# START OF Record excerpts
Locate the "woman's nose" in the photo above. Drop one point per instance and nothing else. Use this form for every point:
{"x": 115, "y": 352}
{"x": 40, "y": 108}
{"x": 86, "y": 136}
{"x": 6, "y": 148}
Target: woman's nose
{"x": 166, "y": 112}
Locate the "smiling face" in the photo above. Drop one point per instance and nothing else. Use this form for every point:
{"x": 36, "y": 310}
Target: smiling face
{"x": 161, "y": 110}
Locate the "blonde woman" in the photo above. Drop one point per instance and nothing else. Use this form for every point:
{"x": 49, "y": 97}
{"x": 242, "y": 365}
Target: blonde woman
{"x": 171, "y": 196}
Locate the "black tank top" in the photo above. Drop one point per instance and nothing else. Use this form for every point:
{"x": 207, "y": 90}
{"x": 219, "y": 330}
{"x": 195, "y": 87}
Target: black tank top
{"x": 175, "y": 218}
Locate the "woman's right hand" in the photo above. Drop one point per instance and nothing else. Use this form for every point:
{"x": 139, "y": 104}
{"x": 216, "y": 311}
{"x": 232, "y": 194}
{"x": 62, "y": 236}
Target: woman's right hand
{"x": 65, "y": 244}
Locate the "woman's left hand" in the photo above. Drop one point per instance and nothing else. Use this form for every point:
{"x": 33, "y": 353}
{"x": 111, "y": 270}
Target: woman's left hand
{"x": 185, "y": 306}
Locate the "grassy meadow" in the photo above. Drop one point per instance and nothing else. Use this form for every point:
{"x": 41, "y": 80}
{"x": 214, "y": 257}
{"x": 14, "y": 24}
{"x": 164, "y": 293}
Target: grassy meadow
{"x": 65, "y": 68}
# END OF Record excerpts
▶ [Requirement]: Rewrite all of the material above, requests included, and raise every x and y coordinate in the answers by 82. The sample points inside the requests stay unchanged.

▶ [Task output]:
Locate the "woman's nose" in the photo above. Drop one point per instance and nothing else. Use this form for every point:
{"x": 115, "y": 352}
{"x": 40, "y": 108}
{"x": 86, "y": 136}
{"x": 6, "y": 148}
Target: woman's nose
{"x": 248, "y": 194}
Locate the "smiling face" in the photo above. Drop one point per instance and nothing else. Use this form for every point:
{"x": 36, "y": 310}
Target: smiling face
{"x": 243, "y": 192}
Locate the "blonde woman" in the photo above. Drop one point per instance and nothing else. Use this form for every point:
{"x": 49, "y": 97}
{"x": 242, "y": 365}
Target: blonde woman
{"x": 253, "y": 278}
Locate the "black tank top" in the photo above. Drop one point per instance and nothing else. Use this form for every point:
{"x": 207, "y": 90}
{"x": 219, "y": 330}
{"x": 195, "y": 87}
Target: black tank top
{"x": 257, "y": 300}
Locate the "woman's right hand" in the photo above. Drop one point per instance and nothing else. Use this form for every point:
{"x": 139, "y": 104}
{"x": 216, "y": 311}
{"x": 232, "y": 194}
{"x": 62, "y": 236}
Target: woman's right hand
{"x": 147, "y": 326}
Locate the "woman's left hand" in the photo above. Drop one point per instance and nothing else. Use this form for every point:
{"x": 33, "y": 353}
{"x": 111, "y": 270}
Target: woman's left hand
{"x": 267, "y": 388}
Locate the "grassy meadow" in the photo above. Drop one point per instance and nothing else. Use this form for every point:
{"x": 41, "y": 80}
{"x": 214, "y": 257}
{"x": 14, "y": 24}
{"x": 164, "y": 293}
Target: grassy meadow
{"x": 147, "y": 150}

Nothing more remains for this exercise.